Print all of the data below exactly as it appears, leaving out every image.

▶ _Listed records_:
|---|

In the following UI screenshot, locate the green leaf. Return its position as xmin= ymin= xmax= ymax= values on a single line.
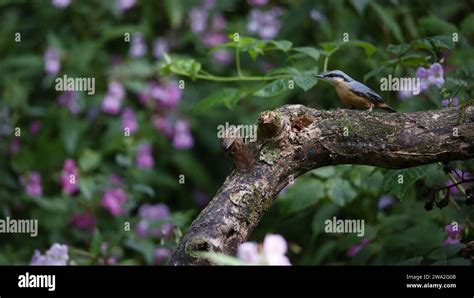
xmin=326 ymin=178 xmax=357 ymax=207
xmin=319 ymin=42 xmax=340 ymax=53
xmin=236 ymin=39 xmax=267 ymax=59
xmin=269 ymin=40 xmax=293 ymax=52
xmin=164 ymin=0 xmax=183 ymax=29
xmin=363 ymin=65 xmax=387 ymax=82
xmin=131 ymin=184 xmax=155 ymax=198
xmin=347 ymin=40 xmax=377 ymax=57
xmin=79 ymin=149 xmax=101 ymax=173
xmin=311 ymin=167 xmax=337 ymax=179
xmin=411 ymin=36 xmax=454 ymax=52
xmin=172 ymin=152 xmax=213 ymax=190
xmin=396 ymin=55 xmax=430 ymax=67
xmin=169 ymin=58 xmax=201 ymax=80
xmin=254 ymin=79 xmax=289 ymax=97
xmin=311 ymin=204 xmax=340 ymax=237
xmin=397 ymin=256 xmax=423 ymax=265
xmin=115 ymin=154 xmax=132 ymax=167
xmin=446 ymin=258 xmax=471 ymax=265
xmin=124 ymin=239 xmax=155 ymax=265
xmin=460 ymin=13 xmax=474 ymax=36
xmin=277 ymin=179 xmax=326 ymax=215
xmin=382 ymin=166 xmax=428 ymax=201
xmin=386 ymin=43 xmax=411 ymax=56
xmin=426 ymin=243 xmax=464 ymax=261
xmin=418 ymin=16 xmax=457 ymax=36
xmin=90 ymin=229 xmax=102 ymax=257
xmin=197 ymin=252 xmax=246 ymax=265
xmin=60 ymin=116 xmax=86 ymax=154
xmin=24 ymin=196 xmax=67 ymax=212
xmin=351 ymin=0 xmax=370 ymax=15
xmin=293 ymin=75 xmax=317 ymax=91
xmin=78 ymin=177 xmax=95 ymax=200
xmin=113 ymin=60 xmax=153 ymax=78
xmin=370 ymin=2 xmax=403 ymax=43
xmin=266 ymin=66 xmax=299 ymax=76
xmin=192 ymin=88 xmax=240 ymax=112
xmin=293 ymin=47 xmax=320 ymax=61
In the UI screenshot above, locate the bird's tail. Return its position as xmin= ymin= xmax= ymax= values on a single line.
xmin=379 ymin=103 xmax=397 ymax=113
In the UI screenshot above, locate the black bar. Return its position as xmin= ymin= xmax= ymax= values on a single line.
xmin=0 ymin=265 xmax=472 ymax=297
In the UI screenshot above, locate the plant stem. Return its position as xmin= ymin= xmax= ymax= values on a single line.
xmin=323 ymin=55 xmax=329 ymax=73
xmin=172 ymin=69 xmax=291 ymax=82
xmin=69 ymin=247 xmax=93 ymax=258
xmin=236 ymin=46 xmax=242 ymax=78
xmin=447 ymin=172 xmax=474 ymax=229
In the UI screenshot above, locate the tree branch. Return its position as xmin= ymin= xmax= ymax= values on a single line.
xmin=170 ymin=105 xmax=474 ymax=265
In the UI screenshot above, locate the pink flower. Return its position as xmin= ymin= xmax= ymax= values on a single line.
xmin=10 ymin=138 xmax=21 ymax=155
xmin=247 ymin=8 xmax=283 ymax=39
xmin=152 ymin=115 xmax=174 ymax=138
xmin=136 ymin=204 xmax=173 ymax=238
xmin=202 ymin=32 xmax=227 ymax=48
xmin=60 ymin=159 xmax=79 ymax=195
xmin=442 ymin=96 xmax=459 ymax=107
xmin=20 ymin=171 xmax=42 ymax=197
xmin=237 ymin=242 xmax=260 ymax=264
xmin=212 ymin=49 xmax=233 ymax=65
xmin=129 ymin=33 xmax=147 ymax=57
xmin=346 ymin=238 xmax=370 ymax=257
xmin=58 ymin=91 xmax=80 ymax=114
xmin=116 ymin=0 xmax=136 ymax=11
xmin=378 ymin=195 xmax=395 ymax=210
xmin=136 ymin=143 xmax=154 ymax=168
xmin=309 ymin=9 xmax=322 ymax=22
xmin=102 ymin=188 xmax=128 ymax=216
xmin=202 ymin=0 xmax=215 ymax=9
xmin=108 ymin=174 xmax=123 ymax=186
xmin=237 ymin=234 xmax=291 ymax=265
xmin=121 ymin=108 xmax=138 ymax=134
xmin=189 ymin=8 xmax=208 ymax=33
xmin=398 ymin=90 xmax=413 ymax=101
xmin=152 ymin=81 xmax=182 ymax=109
xmin=443 ymin=223 xmax=462 ymax=246
xmin=414 ymin=63 xmax=445 ymax=95
xmin=29 ymin=120 xmax=42 ymax=135
xmin=154 ymin=248 xmax=171 ymax=265
xmin=102 ymin=81 xmax=125 ymax=114
xmin=446 ymin=169 xmax=471 ymax=195
xmin=51 ymin=0 xmax=70 ymax=8
xmin=211 ymin=14 xmax=227 ymax=31
xmin=44 ymin=47 xmax=60 ymax=75
xmin=248 ymin=0 xmax=268 ymax=6
xmin=263 ymin=234 xmax=291 ymax=265
xmin=428 ymin=63 xmax=445 ymax=86
xmin=71 ymin=212 xmax=96 ymax=232
xmin=153 ymin=38 xmax=169 ymax=59
xmin=31 ymin=243 xmax=69 ymax=266
xmin=173 ymin=120 xmax=194 ymax=150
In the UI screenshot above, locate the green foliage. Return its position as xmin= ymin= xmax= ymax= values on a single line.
xmin=254 ymin=78 xmax=290 ymax=97
xmin=1 ymin=0 xmax=473 ymax=267
xmin=382 ymin=166 xmax=428 ymax=201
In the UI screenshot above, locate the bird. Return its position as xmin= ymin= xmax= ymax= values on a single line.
xmin=220 ymin=126 xmax=253 ymax=170
xmin=315 ymin=70 xmax=396 ymax=113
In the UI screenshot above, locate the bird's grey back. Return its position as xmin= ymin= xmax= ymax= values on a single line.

|---|

▶ _Problem solution_:
In the following UI screenshot, locate the green leaf. Return its position as xmin= ymin= xmax= ymax= values on a single line.
xmin=326 ymin=178 xmax=357 ymax=207
xmin=319 ymin=42 xmax=340 ymax=53
xmin=236 ymin=39 xmax=267 ymax=59
xmin=269 ymin=40 xmax=293 ymax=52
xmin=164 ymin=0 xmax=183 ymax=29
xmin=363 ymin=65 xmax=387 ymax=82
xmin=131 ymin=184 xmax=155 ymax=198
xmin=347 ymin=40 xmax=377 ymax=57
xmin=79 ymin=149 xmax=101 ymax=173
xmin=311 ymin=167 xmax=337 ymax=179
xmin=411 ymin=36 xmax=454 ymax=52
xmin=172 ymin=152 xmax=213 ymax=190
xmin=396 ymin=55 xmax=430 ymax=67
xmin=169 ymin=58 xmax=201 ymax=80
xmin=254 ymin=79 xmax=289 ymax=97
xmin=311 ymin=204 xmax=340 ymax=237
xmin=397 ymin=256 xmax=423 ymax=265
xmin=115 ymin=154 xmax=132 ymax=167
xmin=446 ymin=258 xmax=471 ymax=265
xmin=124 ymin=239 xmax=155 ymax=265
xmin=460 ymin=13 xmax=474 ymax=36
xmin=277 ymin=179 xmax=326 ymax=215
xmin=382 ymin=166 xmax=428 ymax=201
xmin=386 ymin=43 xmax=411 ymax=56
xmin=426 ymin=243 xmax=464 ymax=261
xmin=418 ymin=16 xmax=457 ymax=36
xmin=90 ymin=229 xmax=102 ymax=257
xmin=197 ymin=252 xmax=246 ymax=265
xmin=60 ymin=116 xmax=86 ymax=154
xmin=24 ymin=196 xmax=67 ymax=212
xmin=351 ymin=0 xmax=370 ymax=15
xmin=293 ymin=75 xmax=317 ymax=91
xmin=78 ymin=177 xmax=95 ymax=200
xmin=113 ymin=60 xmax=153 ymax=78
xmin=370 ymin=2 xmax=403 ymax=43
xmin=266 ymin=66 xmax=299 ymax=76
xmin=192 ymin=88 xmax=240 ymax=112
xmin=293 ymin=47 xmax=320 ymax=61
In the UI screenshot above, locate the bird's tail. Return its position as xmin= ymin= xmax= ymax= values on a single line.
xmin=379 ymin=103 xmax=397 ymax=113
In the UI screenshot above, locate the black bar. Return its position as xmin= ymin= xmax= ymax= values on a single line.
xmin=0 ymin=265 xmax=472 ymax=297
In the UI screenshot above, locate the plant stem. Return its position as xmin= ymin= xmax= ymax= values on a single line.
xmin=323 ymin=55 xmax=329 ymax=73
xmin=172 ymin=69 xmax=291 ymax=82
xmin=69 ymin=247 xmax=93 ymax=258
xmin=236 ymin=46 xmax=242 ymax=78
xmin=447 ymin=172 xmax=474 ymax=229
In the UI screenshot above, locate the tree branch. Return its position as xmin= ymin= xmax= ymax= values on a single line.
xmin=170 ymin=105 xmax=474 ymax=265
In the UI screenshot above, locate the pink flower. Return its position as xmin= ymin= xmax= ymax= values on a single line.
xmin=10 ymin=138 xmax=21 ymax=155
xmin=247 ymin=8 xmax=283 ymax=39
xmin=152 ymin=115 xmax=174 ymax=138
xmin=136 ymin=204 xmax=173 ymax=238
xmin=202 ymin=32 xmax=227 ymax=48
xmin=60 ymin=159 xmax=79 ymax=195
xmin=442 ymin=96 xmax=459 ymax=107
xmin=20 ymin=171 xmax=42 ymax=197
xmin=237 ymin=242 xmax=260 ymax=264
xmin=212 ymin=49 xmax=233 ymax=65
xmin=129 ymin=33 xmax=147 ymax=57
xmin=346 ymin=238 xmax=370 ymax=257
xmin=58 ymin=91 xmax=80 ymax=114
xmin=116 ymin=0 xmax=136 ymax=11
xmin=378 ymin=195 xmax=395 ymax=210
xmin=136 ymin=143 xmax=154 ymax=168
xmin=309 ymin=9 xmax=322 ymax=22
xmin=102 ymin=188 xmax=128 ymax=216
xmin=202 ymin=0 xmax=215 ymax=9
xmin=108 ymin=174 xmax=123 ymax=186
xmin=237 ymin=234 xmax=291 ymax=265
xmin=121 ymin=108 xmax=138 ymax=134
xmin=189 ymin=8 xmax=208 ymax=33
xmin=398 ymin=90 xmax=413 ymax=101
xmin=152 ymin=81 xmax=182 ymax=109
xmin=443 ymin=223 xmax=462 ymax=246
xmin=414 ymin=63 xmax=445 ymax=95
xmin=29 ymin=120 xmax=42 ymax=135
xmin=154 ymin=248 xmax=171 ymax=265
xmin=102 ymin=81 xmax=125 ymax=114
xmin=446 ymin=169 xmax=471 ymax=195
xmin=51 ymin=0 xmax=70 ymax=8
xmin=211 ymin=14 xmax=227 ymax=31
xmin=44 ymin=47 xmax=60 ymax=75
xmin=248 ymin=0 xmax=268 ymax=6
xmin=263 ymin=234 xmax=291 ymax=265
xmin=428 ymin=63 xmax=445 ymax=86
xmin=71 ymin=212 xmax=96 ymax=232
xmin=153 ymin=38 xmax=169 ymax=59
xmin=31 ymin=243 xmax=69 ymax=266
xmin=173 ymin=120 xmax=194 ymax=150
In the UI screenshot above, locate the green foliage. Return its position as xmin= ymin= xmax= ymax= values on a single line.
xmin=254 ymin=78 xmax=290 ymax=97
xmin=1 ymin=0 xmax=473 ymax=267
xmin=382 ymin=166 xmax=428 ymax=201
In the UI screenshot above, locate the bird. Return its position as xmin= ymin= xmax= ymax= values on a single line.
xmin=220 ymin=126 xmax=253 ymax=170
xmin=315 ymin=70 xmax=396 ymax=113
In the UI screenshot above, locate the bird's grey back. Return its position as xmin= ymin= xmax= ymax= values on a single line.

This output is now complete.